→ Work to be completed: Every entry below should be printed exactly.

--- Extracted data Enclosed Below ---

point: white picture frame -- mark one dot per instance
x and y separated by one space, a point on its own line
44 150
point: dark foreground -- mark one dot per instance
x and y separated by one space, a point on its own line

--- End of Enclosed Extracted data ---

→ Task answer:
point: white picture frame -- mark one dot per instance
x and y separated by one space, a point on its own line
44 150
point: dark foreground -- mark one dot per instance
x and y separated by one space, a point on its own line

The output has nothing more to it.